Molina is a disarming man, and a disarming actor. You never know where he will pop up next – summer blockbuster, Broadway chinstroker, BBC sitcom (and that's just this year). We also have no idea what accent he'll be nailing when he does. Molina is a supreme shape-shifter. He can do subtle and silly, poignant and pompous, and usually in the same performance.
"He's like a Ferrari," is how the director of An Education, in which Molina played the buttoned down 1950s father to perfection, put it. "You can press the gas pedal more and it can go much faster, but there's no need." And Michael Grandage, artistic director at London's Donmar theatre, describes him as "an absolutely ferocious actor" yet also one with "very little vanity".
Another way of putting it is what you see isn't what you get with this towering, shaven-headed 57-year-old. Molina's hair, usually more bouffant, is just starting to grow back after playing Mark Rothko, the troubled Russian-born American artist, to rave reviews and a Tony nomination on Broadway. Despite the skinhead he looks like a shorn teddy bear, all giant paws, dopey, slopey eyes, baggy sleeveless shirt, and loafers and white socks peeping out of jeans. A cuddly bear who usually plays nasty villains, that is.
The contradictions don't end there. Molina is remarkably unstarry (the sandwich being just one example), yet he has lived in Los Angeles for the past 16 years with his wife of 27 years, Jill Gascoine. You expect his interests to be highbrow and macho (the actor who most influenced him at drama school was De Niro) but his mobile ringtone is the twinkle-toed Dance of the Sugar Plum Fairy from The Nutcracker. You expect him to speak like a luvvie then out comes an accent that would make Guy Ritchie blub with envy, closer to cockney than King's Road.

## Exercise requirements
- 1) According to the profile of Molina, what is his mobile ringtone?
- 2) Echo the Molina profile word for word, beginning at the words "Another way of" and stopping after "villains, that is.".
The lines after this profile come from a separate, unrelated source.

## Material

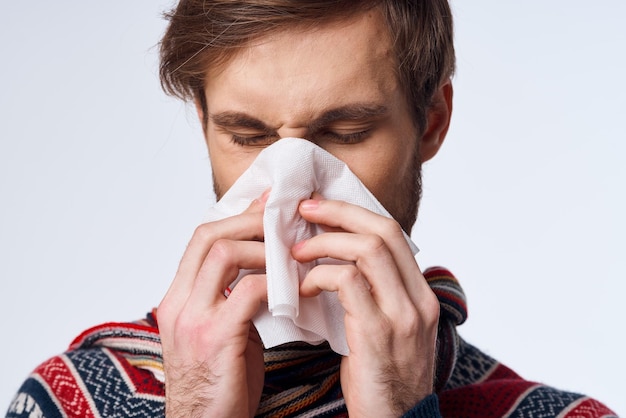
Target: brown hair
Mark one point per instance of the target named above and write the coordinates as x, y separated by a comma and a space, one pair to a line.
203, 34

## Final results
- 1) The Dance of the Sugar Plum Fairy from The Nutcracker.

- 2)
Another way of putting it is what you see isn't what you get with this towering, shaven-headed 57-year-old. Molina's hair, usually more bouffant, is just starting to grow back after playing Mark Rothko, the troubled Russian-born American artist, to rave reviews and a Tony nomination on Broadway. Despite the skinhead he looks like a shorn teddy bear, all giant paws, dopey, slopey eyes, baggy sleeveless shirt, and loafers and white socks peeping out of jeans. A cuddly bear who usually plays nasty villains, that is.